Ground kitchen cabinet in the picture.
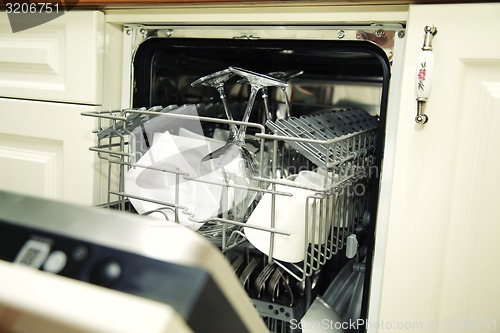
[0,98,99,204]
[0,11,104,204]
[0,11,103,105]
[368,4,500,332]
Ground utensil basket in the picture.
[82,106,377,281]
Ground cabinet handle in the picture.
[415,24,437,124]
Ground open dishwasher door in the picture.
[0,192,266,332]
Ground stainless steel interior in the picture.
[85,25,400,332]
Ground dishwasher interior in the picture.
[85,25,401,332]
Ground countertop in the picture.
[73,0,495,8]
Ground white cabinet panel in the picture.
[369,3,500,332]
[0,11,104,105]
[0,99,99,204]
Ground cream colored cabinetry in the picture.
[0,11,104,204]
[368,3,500,332]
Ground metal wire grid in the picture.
[82,107,376,281]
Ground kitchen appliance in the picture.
[0,192,265,333]
[84,24,404,332]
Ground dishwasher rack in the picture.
[82,105,378,306]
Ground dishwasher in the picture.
[83,24,404,332]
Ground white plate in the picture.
[243,171,331,263]
[125,132,223,230]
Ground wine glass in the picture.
[191,68,237,137]
[267,70,304,120]
[199,67,288,220]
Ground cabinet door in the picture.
[0,11,104,105]
[369,3,500,332]
[0,98,99,204]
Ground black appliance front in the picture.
[133,38,391,331]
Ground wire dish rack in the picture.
[82,104,378,320]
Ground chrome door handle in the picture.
[415,24,437,124]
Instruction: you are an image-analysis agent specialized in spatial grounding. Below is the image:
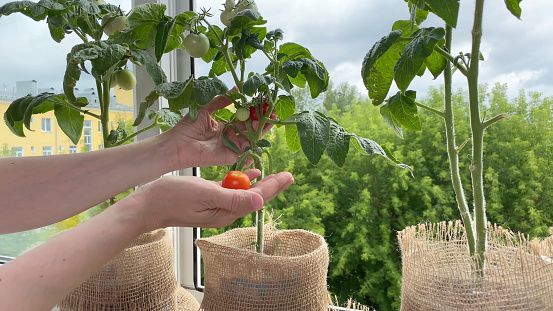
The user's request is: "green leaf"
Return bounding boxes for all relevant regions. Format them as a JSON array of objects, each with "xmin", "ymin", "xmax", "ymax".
[
  {"xmin": 211, "ymin": 108, "xmax": 234, "ymax": 122},
  {"xmin": 361, "ymin": 30, "xmax": 406, "ymax": 106},
  {"xmin": 54, "ymin": 104, "xmax": 84, "ymax": 145},
  {"xmin": 192, "ymin": 77, "xmax": 228, "ymax": 106},
  {"xmin": 351, "ymin": 133, "xmax": 413, "ymax": 176},
  {"xmin": 424, "ymin": 47, "xmax": 447, "ymax": 79},
  {"xmin": 326, "ymin": 120, "xmax": 351, "ymax": 167},
  {"xmin": 229, "ymin": 10, "xmax": 267, "ymax": 36},
  {"xmin": 154, "ymin": 18, "xmax": 176, "ymax": 62},
  {"xmin": 380, "ymin": 91, "xmax": 422, "ymax": 138},
  {"xmin": 275, "ymin": 95, "xmax": 296, "ymax": 120},
  {"xmin": 424, "ymin": 0, "xmax": 459, "ymax": 28},
  {"xmin": 242, "ymin": 74, "xmax": 275, "ymax": 96},
  {"xmin": 394, "ymin": 28, "xmax": 445, "ymax": 92},
  {"xmin": 284, "ymin": 125, "xmax": 301, "ymax": 153},
  {"xmin": 505, "ymin": 0, "xmax": 522, "ymax": 19},
  {"xmin": 296, "ymin": 112, "xmax": 330, "ymax": 165},
  {"xmin": 148, "ymin": 108, "xmax": 182, "ymax": 132},
  {"xmin": 132, "ymin": 90, "xmax": 159, "ymax": 126},
  {"xmin": 130, "ymin": 50, "xmax": 167, "ymax": 86},
  {"xmin": 257, "ymin": 139, "xmax": 271, "ymax": 148}
]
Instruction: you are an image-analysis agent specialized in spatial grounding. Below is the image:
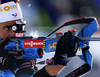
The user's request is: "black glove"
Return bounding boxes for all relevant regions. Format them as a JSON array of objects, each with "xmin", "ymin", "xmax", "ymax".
[
  {"xmin": 54, "ymin": 31, "xmax": 79, "ymax": 65},
  {"xmin": 0, "ymin": 38, "xmax": 24, "ymax": 70}
]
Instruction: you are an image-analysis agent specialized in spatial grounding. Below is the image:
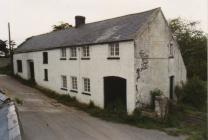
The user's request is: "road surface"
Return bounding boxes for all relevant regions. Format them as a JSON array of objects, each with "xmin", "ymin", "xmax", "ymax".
[{"xmin": 0, "ymin": 75, "xmax": 184, "ymax": 140}]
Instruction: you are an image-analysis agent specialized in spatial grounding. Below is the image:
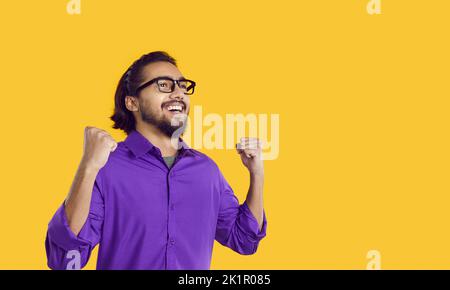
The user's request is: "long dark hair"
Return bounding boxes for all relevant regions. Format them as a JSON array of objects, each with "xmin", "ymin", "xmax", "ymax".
[{"xmin": 110, "ymin": 51, "xmax": 177, "ymax": 135}]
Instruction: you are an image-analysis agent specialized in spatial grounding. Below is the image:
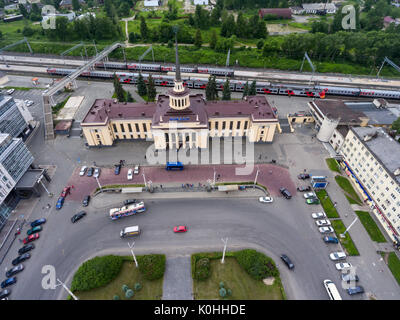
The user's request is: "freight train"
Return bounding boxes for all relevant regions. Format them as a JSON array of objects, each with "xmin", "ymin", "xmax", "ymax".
[
  {"xmin": 47, "ymin": 68, "xmax": 400, "ymax": 99},
  {"xmin": 95, "ymin": 62, "xmax": 235, "ymax": 77}
]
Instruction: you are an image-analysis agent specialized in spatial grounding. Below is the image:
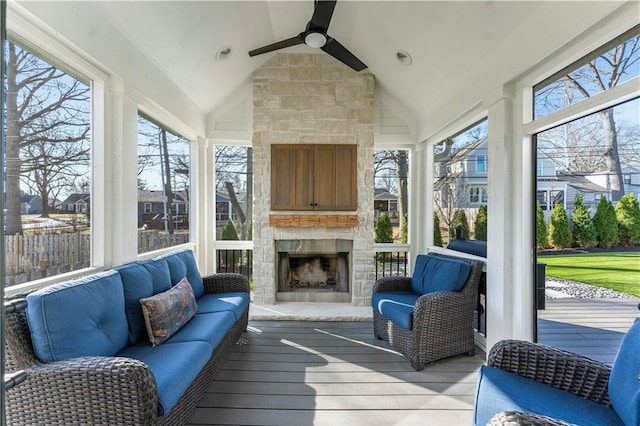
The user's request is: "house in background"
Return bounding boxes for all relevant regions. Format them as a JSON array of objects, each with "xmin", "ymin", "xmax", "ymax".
[
  {"xmin": 138, "ymin": 189, "xmax": 189, "ymax": 229},
  {"xmin": 60, "ymin": 193, "xmax": 91, "ymax": 214}
]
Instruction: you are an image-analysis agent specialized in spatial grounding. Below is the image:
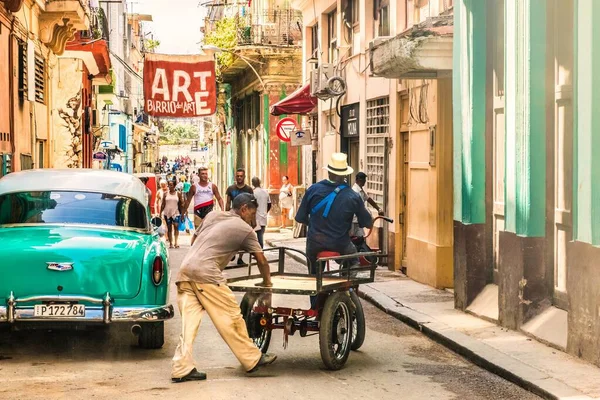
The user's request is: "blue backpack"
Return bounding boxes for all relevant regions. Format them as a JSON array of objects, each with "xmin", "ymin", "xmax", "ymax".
[{"xmin": 310, "ymin": 185, "xmax": 348, "ymax": 218}]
--- --- ---
### Goal of the exercise
Pick out and copy each line in the entries above that contains the string "black". Matches must agree in case.

### Expected answer
Ground black appliance front in the picture.
The user's request is: "black glove"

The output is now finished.